__Short exercise__
Set down exactly the lines from the one containing "[tag] girl's arm (a dot for each instance)" through the last line of the records below, both included, and nothing else.

__Material for this exercise__
====

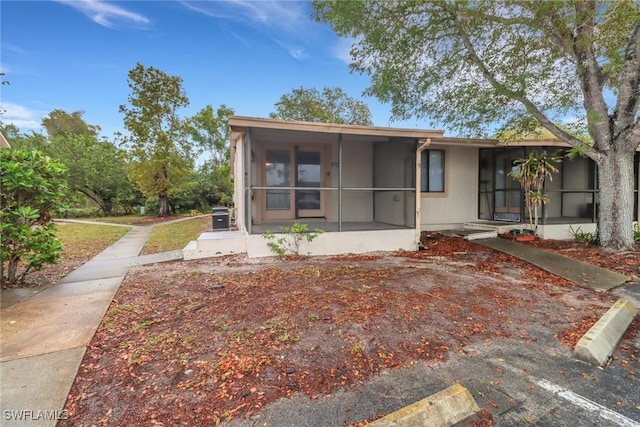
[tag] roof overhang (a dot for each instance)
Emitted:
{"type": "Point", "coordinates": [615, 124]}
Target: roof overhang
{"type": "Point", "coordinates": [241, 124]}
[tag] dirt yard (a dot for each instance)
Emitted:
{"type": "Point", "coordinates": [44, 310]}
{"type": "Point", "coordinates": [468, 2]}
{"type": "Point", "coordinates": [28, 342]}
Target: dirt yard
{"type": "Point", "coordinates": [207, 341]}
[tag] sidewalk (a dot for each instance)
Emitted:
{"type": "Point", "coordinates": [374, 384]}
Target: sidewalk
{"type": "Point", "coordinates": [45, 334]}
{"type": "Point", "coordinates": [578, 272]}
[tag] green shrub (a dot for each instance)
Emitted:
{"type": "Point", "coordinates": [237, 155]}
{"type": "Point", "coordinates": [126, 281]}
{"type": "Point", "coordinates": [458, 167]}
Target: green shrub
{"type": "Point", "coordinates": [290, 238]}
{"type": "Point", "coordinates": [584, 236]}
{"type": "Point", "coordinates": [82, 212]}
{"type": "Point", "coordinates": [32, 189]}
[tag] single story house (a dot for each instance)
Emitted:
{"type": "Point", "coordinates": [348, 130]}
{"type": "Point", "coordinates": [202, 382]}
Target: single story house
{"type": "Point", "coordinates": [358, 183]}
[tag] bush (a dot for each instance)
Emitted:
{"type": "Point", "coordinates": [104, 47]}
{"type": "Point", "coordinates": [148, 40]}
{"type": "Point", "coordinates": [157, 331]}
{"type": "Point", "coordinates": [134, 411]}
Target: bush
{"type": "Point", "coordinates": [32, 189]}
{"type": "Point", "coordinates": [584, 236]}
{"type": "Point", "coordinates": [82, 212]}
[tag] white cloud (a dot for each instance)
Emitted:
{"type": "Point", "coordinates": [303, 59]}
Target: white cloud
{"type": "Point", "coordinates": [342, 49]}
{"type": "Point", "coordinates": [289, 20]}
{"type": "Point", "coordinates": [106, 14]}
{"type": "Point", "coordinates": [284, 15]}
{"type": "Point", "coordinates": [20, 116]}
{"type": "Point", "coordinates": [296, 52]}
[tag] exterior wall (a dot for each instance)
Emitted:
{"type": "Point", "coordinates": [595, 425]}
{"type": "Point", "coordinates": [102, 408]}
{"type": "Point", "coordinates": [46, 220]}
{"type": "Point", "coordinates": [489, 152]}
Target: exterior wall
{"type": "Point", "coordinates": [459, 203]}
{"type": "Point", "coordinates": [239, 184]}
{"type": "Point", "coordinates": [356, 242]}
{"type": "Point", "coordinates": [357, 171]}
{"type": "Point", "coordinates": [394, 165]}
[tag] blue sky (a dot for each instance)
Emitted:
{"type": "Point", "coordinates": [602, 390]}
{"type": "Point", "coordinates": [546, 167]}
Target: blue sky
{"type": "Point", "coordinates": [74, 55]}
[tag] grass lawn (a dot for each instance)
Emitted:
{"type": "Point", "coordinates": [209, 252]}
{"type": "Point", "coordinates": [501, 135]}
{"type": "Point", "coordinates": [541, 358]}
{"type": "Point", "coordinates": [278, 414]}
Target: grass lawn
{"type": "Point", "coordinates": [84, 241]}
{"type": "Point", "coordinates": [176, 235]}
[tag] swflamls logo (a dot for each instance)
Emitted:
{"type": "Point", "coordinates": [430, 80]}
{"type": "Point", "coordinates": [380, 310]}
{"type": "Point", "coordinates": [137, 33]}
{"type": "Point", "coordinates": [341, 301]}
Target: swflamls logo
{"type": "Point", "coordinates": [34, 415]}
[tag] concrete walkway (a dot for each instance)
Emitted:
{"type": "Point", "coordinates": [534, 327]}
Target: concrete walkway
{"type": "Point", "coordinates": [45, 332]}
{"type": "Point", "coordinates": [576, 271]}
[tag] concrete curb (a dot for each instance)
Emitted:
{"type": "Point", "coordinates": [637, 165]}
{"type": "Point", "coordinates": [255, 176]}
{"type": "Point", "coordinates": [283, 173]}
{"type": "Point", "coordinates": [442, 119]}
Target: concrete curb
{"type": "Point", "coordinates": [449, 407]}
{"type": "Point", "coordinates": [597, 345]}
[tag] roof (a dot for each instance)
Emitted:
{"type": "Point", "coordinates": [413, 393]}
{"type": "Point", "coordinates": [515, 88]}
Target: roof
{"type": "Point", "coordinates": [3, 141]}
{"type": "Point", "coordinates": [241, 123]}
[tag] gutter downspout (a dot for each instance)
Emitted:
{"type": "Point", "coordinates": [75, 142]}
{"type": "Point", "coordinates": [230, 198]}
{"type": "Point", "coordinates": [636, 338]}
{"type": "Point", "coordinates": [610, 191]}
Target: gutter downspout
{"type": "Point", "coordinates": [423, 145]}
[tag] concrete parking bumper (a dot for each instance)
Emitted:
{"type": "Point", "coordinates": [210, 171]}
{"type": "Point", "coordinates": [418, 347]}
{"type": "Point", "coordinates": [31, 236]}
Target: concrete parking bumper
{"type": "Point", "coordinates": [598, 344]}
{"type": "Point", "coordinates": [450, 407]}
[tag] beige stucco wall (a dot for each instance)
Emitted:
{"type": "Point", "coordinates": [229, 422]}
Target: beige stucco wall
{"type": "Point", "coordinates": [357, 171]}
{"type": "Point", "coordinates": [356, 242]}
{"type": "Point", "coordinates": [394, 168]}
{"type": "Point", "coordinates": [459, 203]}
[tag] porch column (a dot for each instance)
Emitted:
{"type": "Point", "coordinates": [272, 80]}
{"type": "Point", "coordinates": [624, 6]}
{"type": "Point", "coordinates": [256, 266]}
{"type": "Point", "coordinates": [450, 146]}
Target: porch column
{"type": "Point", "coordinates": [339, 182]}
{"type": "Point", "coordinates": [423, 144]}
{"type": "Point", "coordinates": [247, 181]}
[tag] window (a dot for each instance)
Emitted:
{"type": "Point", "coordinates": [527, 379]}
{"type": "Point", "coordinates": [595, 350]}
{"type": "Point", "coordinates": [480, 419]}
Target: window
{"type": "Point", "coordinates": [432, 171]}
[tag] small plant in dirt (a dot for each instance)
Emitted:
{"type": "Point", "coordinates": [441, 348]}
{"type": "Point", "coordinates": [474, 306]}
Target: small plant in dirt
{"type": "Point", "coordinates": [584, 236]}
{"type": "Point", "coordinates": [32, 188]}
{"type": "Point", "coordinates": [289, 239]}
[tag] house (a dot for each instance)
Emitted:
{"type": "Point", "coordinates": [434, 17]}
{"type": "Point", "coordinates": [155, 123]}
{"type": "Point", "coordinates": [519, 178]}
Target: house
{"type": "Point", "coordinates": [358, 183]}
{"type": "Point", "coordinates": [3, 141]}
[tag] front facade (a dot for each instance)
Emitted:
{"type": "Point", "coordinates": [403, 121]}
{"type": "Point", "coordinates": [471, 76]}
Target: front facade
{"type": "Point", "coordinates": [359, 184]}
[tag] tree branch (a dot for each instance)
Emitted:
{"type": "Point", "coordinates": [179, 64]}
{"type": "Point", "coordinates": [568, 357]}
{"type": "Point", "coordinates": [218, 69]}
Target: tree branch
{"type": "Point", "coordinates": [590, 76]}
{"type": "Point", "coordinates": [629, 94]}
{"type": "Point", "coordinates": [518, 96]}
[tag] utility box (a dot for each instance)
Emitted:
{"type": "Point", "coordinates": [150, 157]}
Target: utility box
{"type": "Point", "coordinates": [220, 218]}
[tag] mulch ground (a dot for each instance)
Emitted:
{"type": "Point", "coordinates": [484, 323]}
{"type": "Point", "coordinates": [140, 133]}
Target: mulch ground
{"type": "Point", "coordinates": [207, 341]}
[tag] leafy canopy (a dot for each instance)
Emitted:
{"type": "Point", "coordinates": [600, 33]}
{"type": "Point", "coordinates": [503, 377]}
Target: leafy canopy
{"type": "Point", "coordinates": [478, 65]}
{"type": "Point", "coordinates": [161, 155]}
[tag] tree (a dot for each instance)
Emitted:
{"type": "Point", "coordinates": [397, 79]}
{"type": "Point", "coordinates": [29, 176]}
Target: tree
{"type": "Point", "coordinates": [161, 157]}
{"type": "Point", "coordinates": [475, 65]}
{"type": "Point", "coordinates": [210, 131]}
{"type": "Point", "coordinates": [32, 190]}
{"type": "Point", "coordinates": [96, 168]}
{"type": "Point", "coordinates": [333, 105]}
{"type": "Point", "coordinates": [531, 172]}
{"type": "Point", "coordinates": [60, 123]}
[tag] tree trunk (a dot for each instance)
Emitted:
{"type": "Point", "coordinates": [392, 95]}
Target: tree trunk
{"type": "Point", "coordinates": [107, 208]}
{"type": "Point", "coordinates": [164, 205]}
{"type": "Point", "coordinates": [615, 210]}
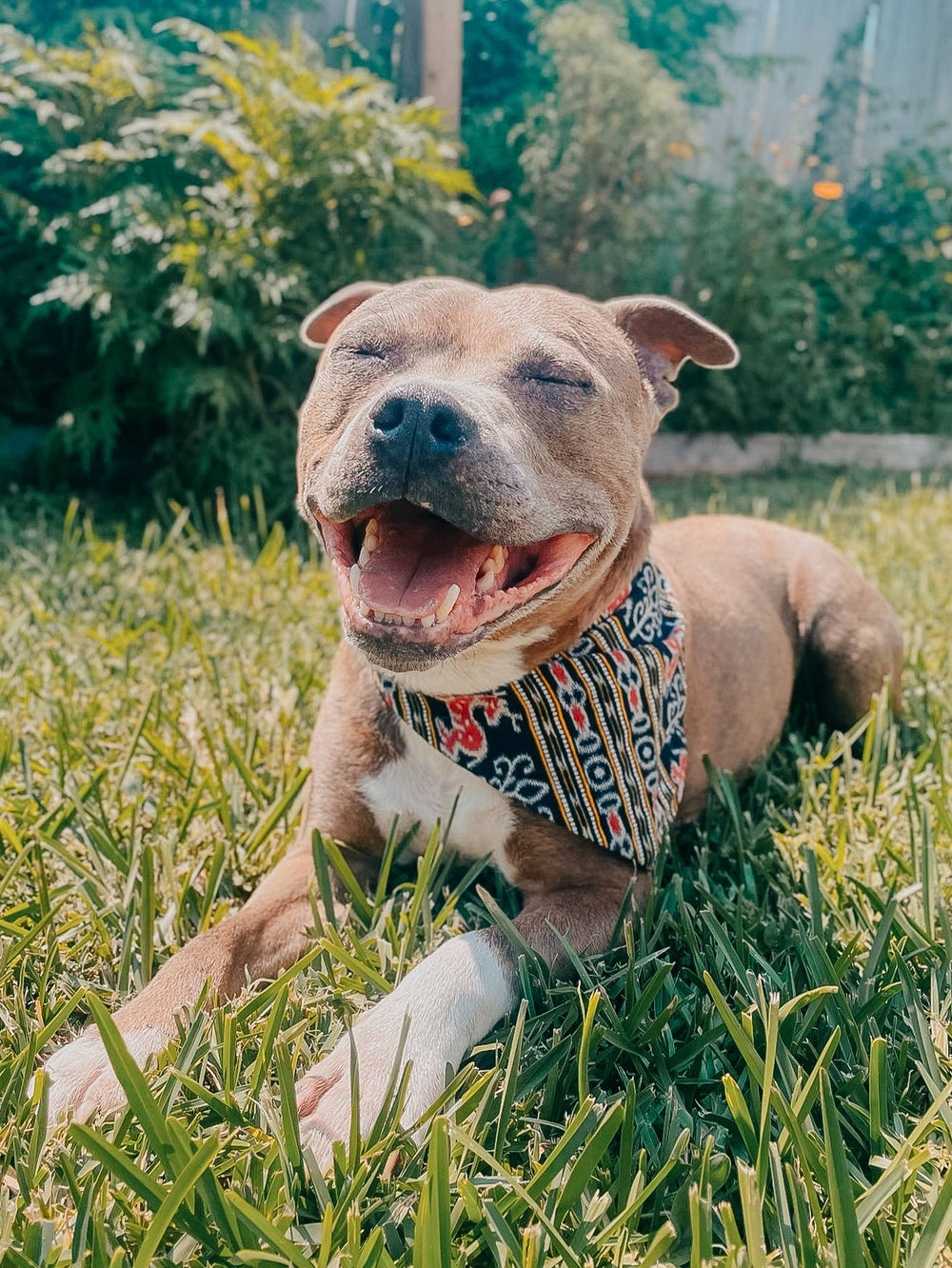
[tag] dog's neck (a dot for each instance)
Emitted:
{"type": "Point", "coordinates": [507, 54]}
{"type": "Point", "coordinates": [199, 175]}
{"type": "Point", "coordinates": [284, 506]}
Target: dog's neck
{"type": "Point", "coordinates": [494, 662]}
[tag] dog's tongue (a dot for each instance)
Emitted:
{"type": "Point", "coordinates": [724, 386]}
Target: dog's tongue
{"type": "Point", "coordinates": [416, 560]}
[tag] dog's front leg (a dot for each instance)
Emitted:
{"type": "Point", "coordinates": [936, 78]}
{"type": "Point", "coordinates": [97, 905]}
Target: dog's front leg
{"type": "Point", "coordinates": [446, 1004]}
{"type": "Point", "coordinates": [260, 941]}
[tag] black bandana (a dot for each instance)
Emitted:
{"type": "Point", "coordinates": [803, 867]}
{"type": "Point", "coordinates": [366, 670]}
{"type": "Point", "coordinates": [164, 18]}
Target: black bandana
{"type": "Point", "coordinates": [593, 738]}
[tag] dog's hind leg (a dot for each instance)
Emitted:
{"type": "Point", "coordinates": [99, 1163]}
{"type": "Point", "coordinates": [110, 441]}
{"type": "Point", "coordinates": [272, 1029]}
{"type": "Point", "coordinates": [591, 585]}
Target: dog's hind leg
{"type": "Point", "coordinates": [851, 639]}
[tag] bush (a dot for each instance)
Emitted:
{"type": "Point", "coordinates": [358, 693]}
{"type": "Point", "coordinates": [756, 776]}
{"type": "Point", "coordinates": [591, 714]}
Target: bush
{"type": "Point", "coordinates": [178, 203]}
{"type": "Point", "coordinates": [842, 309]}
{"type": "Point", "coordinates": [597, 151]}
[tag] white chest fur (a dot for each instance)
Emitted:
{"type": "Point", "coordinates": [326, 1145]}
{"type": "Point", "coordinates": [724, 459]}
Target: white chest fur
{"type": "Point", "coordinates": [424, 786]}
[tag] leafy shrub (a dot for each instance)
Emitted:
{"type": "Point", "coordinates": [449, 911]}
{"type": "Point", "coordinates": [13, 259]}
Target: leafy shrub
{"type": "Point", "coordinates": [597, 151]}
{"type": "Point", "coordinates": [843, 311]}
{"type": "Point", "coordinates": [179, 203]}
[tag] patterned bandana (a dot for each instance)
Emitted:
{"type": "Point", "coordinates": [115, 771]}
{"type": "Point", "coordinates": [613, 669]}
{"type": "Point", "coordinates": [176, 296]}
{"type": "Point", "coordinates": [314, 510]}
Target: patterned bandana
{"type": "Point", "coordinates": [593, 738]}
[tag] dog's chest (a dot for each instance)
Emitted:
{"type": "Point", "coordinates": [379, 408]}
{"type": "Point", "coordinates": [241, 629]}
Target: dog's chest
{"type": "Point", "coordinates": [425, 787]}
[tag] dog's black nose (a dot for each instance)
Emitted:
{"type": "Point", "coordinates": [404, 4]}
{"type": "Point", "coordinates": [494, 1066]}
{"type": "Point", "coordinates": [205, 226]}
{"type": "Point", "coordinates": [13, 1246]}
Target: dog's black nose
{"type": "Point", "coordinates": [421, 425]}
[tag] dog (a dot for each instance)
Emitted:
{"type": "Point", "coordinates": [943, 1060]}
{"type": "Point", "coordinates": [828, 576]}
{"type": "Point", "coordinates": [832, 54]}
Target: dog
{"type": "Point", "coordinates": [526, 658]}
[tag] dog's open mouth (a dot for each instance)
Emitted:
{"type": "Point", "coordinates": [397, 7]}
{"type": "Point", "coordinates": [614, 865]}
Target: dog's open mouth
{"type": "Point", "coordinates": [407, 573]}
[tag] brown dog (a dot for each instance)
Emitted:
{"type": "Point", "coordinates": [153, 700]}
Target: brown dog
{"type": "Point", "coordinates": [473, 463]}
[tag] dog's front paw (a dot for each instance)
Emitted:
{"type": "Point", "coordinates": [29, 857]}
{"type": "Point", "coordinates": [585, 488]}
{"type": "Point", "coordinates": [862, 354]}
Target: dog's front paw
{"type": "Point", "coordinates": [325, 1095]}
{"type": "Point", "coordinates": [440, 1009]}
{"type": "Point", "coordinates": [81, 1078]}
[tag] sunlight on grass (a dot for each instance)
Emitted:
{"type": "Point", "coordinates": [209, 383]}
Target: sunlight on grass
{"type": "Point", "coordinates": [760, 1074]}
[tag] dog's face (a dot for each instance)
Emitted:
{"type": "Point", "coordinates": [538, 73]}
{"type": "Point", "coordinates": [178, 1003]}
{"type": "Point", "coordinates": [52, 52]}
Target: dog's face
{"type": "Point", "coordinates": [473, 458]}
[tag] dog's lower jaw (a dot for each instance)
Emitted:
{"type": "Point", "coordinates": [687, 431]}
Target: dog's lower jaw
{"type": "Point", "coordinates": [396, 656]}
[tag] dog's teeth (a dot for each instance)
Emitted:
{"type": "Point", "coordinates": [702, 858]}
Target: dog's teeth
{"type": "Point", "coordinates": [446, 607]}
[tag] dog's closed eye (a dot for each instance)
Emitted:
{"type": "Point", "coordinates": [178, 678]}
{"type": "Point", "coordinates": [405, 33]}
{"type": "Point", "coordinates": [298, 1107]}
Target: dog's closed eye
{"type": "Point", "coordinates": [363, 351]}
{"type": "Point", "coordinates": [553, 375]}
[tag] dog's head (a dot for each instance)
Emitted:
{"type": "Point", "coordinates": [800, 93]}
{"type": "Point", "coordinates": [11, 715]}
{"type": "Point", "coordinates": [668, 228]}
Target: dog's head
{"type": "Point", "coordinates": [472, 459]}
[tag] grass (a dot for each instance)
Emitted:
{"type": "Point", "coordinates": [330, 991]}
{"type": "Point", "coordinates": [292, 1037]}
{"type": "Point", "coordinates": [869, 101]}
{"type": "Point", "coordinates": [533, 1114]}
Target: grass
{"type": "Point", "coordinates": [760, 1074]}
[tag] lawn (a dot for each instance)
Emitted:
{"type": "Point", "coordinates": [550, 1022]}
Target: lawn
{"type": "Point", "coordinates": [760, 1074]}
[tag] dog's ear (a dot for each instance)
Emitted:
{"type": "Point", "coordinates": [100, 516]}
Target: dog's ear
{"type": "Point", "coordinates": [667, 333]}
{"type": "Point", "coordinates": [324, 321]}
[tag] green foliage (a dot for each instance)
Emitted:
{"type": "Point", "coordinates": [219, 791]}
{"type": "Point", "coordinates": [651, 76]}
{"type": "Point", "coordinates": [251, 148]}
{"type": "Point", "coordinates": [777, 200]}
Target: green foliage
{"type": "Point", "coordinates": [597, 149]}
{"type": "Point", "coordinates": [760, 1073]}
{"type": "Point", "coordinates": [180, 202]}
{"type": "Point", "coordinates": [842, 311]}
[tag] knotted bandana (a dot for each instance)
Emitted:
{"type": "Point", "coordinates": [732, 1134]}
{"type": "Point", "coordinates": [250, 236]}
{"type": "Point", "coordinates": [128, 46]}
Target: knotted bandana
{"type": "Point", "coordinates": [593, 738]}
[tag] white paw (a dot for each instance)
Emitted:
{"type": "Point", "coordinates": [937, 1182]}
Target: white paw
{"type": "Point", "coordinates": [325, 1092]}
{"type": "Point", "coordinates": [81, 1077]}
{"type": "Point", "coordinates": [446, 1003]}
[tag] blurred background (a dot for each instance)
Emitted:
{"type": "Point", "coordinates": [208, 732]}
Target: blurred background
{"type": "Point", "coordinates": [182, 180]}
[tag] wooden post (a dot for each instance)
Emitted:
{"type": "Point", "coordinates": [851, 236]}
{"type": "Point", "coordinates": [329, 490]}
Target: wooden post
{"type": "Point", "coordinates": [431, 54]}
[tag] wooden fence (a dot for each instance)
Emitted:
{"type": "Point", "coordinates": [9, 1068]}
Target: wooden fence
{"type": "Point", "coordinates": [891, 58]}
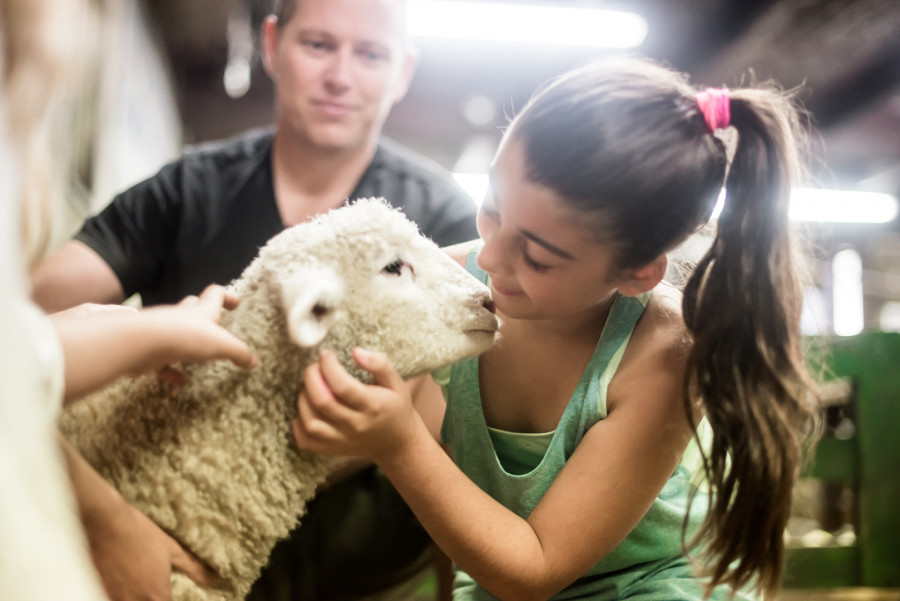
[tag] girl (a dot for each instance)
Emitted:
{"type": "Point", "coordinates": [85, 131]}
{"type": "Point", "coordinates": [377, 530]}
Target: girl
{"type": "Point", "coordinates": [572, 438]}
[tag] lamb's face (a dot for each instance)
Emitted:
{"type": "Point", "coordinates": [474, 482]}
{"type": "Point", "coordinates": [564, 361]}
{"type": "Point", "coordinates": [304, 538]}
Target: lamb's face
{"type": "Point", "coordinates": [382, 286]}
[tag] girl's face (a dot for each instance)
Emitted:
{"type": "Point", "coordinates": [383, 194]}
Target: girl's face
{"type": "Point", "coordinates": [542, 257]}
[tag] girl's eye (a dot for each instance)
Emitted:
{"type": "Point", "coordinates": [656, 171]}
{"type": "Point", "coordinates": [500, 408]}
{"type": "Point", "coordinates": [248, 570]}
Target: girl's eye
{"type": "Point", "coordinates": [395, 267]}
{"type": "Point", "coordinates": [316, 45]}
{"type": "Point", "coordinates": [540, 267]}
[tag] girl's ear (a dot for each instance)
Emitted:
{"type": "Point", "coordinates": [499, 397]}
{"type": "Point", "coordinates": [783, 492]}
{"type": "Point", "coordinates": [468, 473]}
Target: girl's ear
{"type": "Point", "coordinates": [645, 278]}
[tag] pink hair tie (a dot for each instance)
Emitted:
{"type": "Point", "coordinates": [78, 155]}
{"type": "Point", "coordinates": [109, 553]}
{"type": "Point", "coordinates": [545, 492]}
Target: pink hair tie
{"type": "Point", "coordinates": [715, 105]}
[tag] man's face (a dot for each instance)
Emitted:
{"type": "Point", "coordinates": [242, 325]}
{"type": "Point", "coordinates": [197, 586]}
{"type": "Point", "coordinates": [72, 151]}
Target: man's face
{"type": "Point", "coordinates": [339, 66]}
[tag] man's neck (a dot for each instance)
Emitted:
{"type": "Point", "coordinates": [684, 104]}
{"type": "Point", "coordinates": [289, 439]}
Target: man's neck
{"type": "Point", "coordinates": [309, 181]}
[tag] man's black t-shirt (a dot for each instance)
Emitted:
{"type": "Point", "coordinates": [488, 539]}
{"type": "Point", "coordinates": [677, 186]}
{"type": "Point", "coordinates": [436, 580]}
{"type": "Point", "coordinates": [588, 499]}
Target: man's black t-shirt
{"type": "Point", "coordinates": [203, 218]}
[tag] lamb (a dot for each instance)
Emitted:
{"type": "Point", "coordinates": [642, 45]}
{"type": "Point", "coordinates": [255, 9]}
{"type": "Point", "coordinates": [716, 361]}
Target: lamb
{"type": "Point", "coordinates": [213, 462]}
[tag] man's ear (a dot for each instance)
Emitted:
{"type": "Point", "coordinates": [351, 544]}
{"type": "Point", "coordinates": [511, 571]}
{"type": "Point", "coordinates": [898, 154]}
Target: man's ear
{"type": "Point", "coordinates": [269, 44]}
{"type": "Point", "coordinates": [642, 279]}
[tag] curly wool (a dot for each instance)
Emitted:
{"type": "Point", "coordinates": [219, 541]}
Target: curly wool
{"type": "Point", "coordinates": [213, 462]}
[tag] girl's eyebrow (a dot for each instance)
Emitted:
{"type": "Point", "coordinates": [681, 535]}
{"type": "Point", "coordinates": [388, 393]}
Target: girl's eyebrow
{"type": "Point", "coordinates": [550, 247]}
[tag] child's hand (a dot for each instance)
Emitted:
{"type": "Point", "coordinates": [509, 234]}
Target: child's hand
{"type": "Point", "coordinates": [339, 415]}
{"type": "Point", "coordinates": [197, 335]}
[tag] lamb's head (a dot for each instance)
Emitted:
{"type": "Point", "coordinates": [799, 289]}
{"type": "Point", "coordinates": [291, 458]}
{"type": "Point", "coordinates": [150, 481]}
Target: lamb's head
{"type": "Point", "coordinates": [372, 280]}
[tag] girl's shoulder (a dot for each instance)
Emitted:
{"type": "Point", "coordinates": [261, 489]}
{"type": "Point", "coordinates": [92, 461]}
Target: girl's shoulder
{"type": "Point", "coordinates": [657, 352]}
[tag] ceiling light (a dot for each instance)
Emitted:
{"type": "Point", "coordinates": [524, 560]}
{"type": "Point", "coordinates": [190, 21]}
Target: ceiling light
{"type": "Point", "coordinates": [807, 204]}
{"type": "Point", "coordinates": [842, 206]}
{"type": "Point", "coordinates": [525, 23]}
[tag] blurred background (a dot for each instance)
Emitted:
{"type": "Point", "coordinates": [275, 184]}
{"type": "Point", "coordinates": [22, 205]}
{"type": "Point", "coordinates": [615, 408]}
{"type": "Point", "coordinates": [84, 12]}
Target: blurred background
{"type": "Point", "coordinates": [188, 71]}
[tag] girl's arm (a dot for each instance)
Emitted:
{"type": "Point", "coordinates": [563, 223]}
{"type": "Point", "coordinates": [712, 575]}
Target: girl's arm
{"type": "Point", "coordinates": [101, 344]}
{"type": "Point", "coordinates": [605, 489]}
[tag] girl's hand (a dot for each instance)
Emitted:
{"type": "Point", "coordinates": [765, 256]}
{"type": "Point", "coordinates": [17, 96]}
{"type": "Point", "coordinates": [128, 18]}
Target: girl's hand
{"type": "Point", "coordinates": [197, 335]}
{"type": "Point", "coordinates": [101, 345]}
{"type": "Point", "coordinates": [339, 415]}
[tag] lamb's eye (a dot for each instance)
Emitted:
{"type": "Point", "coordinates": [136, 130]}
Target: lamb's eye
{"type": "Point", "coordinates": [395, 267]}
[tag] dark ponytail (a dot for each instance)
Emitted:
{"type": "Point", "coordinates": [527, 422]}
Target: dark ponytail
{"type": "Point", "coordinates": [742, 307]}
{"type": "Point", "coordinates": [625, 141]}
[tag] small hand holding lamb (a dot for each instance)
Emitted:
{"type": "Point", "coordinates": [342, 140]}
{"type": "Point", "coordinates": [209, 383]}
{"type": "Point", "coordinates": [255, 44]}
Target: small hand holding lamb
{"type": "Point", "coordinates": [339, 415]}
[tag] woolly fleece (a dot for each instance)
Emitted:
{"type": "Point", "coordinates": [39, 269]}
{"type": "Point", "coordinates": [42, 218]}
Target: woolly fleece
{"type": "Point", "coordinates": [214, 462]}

====

__Full output__
[tag] girl's arm (a dot for each instance)
Emitted:
{"type": "Point", "coordinates": [563, 223]}
{"type": "Point", "coordinates": [712, 575]}
Target: girl's arm
{"type": "Point", "coordinates": [101, 344]}
{"type": "Point", "coordinates": [605, 489]}
[tag] girl's hand (a dot for each instance)
Emitted:
{"type": "Point", "coordinates": [765, 256]}
{"type": "Point", "coordinates": [17, 96]}
{"type": "Point", "coordinates": [128, 18]}
Target: girl's hand
{"type": "Point", "coordinates": [197, 335]}
{"type": "Point", "coordinates": [101, 345]}
{"type": "Point", "coordinates": [339, 415]}
[tag] lamb's eye (a dot for each instance)
Emitted:
{"type": "Point", "coordinates": [136, 130]}
Target: lamb's eye
{"type": "Point", "coordinates": [395, 267]}
[tag] dark ponytail (a dot for each instance)
Emitted:
{"type": "Point", "coordinates": [527, 422]}
Target: dark ponytail
{"type": "Point", "coordinates": [742, 307]}
{"type": "Point", "coordinates": [625, 141]}
[tag] small hand holding lamb (a dot for each instance)
Emitted:
{"type": "Point", "coordinates": [342, 140]}
{"type": "Point", "coordinates": [209, 383]}
{"type": "Point", "coordinates": [255, 44]}
Target: small hand holding lamb
{"type": "Point", "coordinates": [339, 415]}
[tag] woolly fleece (a dot for each instance)
Emitted:
{"type": "Point", "coordinates": [39, 269]}
{"type": "Point", "coordinates": [42, 218]}
Target: woolly fleece
{"type": "Point", "coordinates": [214, 462]}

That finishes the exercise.